→ **Exercise directions**:
From the records below, please repeat exactly the line that has "Q: Tag each instance of the floor", the line that has "Q: Tag each instance of the white wall", and every line between them, and nothing else.

→ **Provided records**:
- - - -

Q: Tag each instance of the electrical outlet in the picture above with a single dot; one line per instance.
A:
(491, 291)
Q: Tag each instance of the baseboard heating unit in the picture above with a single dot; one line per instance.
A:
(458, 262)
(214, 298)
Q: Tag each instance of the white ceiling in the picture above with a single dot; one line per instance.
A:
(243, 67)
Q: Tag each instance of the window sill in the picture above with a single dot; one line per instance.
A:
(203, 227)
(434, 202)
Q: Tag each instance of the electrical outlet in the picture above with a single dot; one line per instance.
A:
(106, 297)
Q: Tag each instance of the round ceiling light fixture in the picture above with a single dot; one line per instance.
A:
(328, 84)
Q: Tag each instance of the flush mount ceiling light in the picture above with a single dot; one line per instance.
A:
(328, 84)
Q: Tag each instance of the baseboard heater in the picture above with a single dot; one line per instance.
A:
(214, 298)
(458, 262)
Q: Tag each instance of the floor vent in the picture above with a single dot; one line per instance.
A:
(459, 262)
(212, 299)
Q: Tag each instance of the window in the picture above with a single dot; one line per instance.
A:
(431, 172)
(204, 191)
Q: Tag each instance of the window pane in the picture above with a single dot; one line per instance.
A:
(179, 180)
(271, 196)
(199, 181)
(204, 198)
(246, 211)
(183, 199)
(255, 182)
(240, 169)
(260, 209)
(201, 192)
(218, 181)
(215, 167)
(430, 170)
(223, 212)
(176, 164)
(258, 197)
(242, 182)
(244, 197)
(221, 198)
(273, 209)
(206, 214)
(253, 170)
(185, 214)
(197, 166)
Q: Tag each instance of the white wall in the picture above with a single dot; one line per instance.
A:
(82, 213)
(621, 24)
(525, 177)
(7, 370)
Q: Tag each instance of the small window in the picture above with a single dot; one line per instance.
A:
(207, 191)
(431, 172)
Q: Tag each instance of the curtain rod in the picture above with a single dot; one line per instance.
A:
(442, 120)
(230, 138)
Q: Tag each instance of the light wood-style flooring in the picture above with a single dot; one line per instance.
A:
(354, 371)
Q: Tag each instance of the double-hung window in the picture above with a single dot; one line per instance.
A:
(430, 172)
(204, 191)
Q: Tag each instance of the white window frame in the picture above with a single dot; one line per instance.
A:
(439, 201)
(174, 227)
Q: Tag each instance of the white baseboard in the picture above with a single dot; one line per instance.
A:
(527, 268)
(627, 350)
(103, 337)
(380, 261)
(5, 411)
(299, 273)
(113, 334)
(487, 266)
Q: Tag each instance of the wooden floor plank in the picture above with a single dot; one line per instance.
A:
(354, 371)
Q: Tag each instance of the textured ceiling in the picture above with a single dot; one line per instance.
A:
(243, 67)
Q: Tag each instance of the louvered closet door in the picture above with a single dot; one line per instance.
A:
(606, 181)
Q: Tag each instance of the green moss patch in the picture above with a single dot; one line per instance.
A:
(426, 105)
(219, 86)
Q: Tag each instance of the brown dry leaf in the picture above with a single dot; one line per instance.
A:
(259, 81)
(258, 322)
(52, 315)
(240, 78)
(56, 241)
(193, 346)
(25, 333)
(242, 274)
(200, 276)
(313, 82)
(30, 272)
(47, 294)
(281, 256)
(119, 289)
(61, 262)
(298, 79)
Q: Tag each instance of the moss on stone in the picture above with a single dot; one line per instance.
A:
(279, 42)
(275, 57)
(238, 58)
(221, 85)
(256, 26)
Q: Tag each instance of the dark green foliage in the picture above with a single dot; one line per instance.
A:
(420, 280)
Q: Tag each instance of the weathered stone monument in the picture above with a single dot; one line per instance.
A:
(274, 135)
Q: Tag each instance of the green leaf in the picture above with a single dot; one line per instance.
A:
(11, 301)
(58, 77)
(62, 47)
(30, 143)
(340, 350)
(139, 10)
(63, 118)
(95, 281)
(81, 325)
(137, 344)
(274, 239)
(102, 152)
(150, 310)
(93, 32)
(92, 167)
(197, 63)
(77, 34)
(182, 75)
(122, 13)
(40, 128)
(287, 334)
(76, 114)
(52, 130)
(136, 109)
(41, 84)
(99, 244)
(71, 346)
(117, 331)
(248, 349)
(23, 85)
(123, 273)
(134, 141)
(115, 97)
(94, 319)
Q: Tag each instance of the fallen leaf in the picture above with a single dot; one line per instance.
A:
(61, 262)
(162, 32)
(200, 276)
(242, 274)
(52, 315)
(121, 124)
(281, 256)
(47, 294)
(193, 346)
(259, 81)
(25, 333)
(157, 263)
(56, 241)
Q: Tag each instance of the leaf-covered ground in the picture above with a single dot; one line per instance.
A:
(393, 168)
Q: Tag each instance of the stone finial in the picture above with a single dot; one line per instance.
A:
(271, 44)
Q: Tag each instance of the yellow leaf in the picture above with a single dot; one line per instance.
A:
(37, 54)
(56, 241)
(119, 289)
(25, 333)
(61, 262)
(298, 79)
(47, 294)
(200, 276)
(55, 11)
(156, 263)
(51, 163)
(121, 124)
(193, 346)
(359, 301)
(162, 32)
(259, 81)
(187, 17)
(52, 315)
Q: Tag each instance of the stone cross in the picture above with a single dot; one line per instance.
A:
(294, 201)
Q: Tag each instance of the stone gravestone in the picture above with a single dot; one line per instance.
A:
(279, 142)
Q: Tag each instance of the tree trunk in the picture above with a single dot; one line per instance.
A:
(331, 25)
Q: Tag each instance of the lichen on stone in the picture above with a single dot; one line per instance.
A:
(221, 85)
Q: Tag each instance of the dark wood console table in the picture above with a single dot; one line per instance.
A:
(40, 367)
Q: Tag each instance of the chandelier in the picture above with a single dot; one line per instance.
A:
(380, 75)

- - - -

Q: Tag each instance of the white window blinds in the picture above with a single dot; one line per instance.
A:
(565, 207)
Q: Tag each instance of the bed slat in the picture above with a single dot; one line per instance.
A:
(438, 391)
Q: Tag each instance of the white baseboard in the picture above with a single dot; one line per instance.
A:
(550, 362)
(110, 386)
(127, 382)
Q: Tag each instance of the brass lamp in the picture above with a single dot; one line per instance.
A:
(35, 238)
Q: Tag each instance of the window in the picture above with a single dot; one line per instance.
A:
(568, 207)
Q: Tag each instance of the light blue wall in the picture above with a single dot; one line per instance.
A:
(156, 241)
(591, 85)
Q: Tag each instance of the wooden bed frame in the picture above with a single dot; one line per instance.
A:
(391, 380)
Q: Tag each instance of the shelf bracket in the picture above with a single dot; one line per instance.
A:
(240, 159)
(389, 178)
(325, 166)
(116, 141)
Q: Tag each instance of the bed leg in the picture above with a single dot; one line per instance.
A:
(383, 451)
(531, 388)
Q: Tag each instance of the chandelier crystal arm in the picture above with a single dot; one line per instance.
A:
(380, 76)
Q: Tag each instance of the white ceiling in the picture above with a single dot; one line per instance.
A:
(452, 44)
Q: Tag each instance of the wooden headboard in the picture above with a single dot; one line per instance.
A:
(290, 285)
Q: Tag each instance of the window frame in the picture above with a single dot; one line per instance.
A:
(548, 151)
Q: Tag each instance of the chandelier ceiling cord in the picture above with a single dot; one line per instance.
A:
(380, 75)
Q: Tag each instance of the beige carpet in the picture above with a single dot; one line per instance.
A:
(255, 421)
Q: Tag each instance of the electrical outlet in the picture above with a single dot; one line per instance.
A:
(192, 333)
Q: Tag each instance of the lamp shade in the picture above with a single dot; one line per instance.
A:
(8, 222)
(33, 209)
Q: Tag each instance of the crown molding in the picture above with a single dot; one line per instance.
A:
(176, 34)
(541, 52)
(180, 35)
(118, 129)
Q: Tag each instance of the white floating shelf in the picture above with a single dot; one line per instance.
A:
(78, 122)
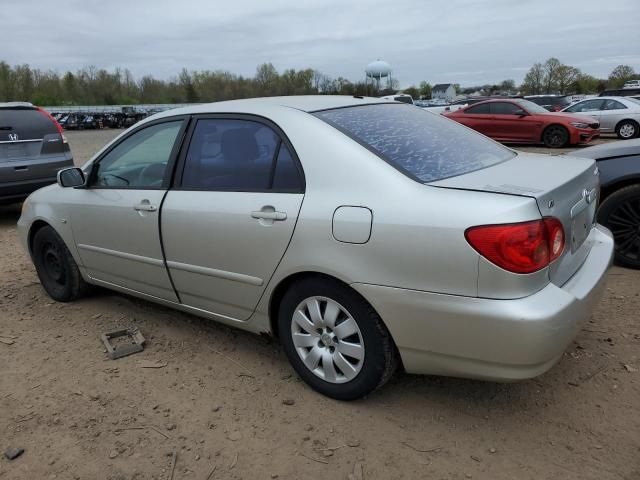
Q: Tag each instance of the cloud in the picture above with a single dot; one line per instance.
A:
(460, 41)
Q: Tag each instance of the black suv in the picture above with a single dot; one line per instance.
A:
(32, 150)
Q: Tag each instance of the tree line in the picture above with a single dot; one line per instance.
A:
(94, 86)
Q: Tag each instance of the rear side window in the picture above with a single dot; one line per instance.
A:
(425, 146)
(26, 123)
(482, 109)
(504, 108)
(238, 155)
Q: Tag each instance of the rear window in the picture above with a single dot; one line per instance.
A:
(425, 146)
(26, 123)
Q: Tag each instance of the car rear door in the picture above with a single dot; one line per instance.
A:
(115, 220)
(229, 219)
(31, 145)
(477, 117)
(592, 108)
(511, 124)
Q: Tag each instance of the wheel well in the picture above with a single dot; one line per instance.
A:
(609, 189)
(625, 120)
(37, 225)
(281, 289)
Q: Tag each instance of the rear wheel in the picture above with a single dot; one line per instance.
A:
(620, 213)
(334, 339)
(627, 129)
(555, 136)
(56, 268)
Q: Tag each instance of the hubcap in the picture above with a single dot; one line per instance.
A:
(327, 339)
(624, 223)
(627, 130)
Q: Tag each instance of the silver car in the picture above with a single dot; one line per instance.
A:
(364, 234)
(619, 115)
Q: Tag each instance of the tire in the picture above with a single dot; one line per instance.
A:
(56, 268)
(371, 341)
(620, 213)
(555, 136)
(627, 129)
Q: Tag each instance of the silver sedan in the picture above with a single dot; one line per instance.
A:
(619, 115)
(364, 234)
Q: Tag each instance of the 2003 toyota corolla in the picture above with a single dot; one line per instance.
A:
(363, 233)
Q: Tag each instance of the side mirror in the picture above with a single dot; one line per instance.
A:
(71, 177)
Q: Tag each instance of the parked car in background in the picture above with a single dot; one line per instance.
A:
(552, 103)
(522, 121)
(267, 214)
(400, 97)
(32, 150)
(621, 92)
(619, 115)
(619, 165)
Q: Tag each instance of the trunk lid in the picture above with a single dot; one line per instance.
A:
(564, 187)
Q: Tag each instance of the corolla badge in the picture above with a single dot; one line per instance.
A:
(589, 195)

- - - -

→ **Task answer**:
Q: Tag each instance of the floor vent in the picture above with a single dot; one line per instance.
A:
(459, 262)
(212, 299)
Q: Tag each instance of the window in the picture above with a single dot; one line per instance.
A:
(431, 172)
(204, 191)
Q: Tag each instance of the window pane in the picture above with a single dot; one line per instance.
A:
(179, 180)
(271, 196)
(199, 181)
(204, 198)
(246, 211)
(183, 199)
(255, 182)
(240, 169)
(260, 209)
(201, 192)
(218, 181)
(215, 167)
(430, 170)
(223, 212)
(176, 164)
(258, 197)
(242, 182)
(244, 197)
(221, 198)
(273, 209)
(206, 214)
(253, 170)
(185, 214)
(197, 166)
Q: Tag each instance of the white wall in the picture above with a single dot; one line per instance.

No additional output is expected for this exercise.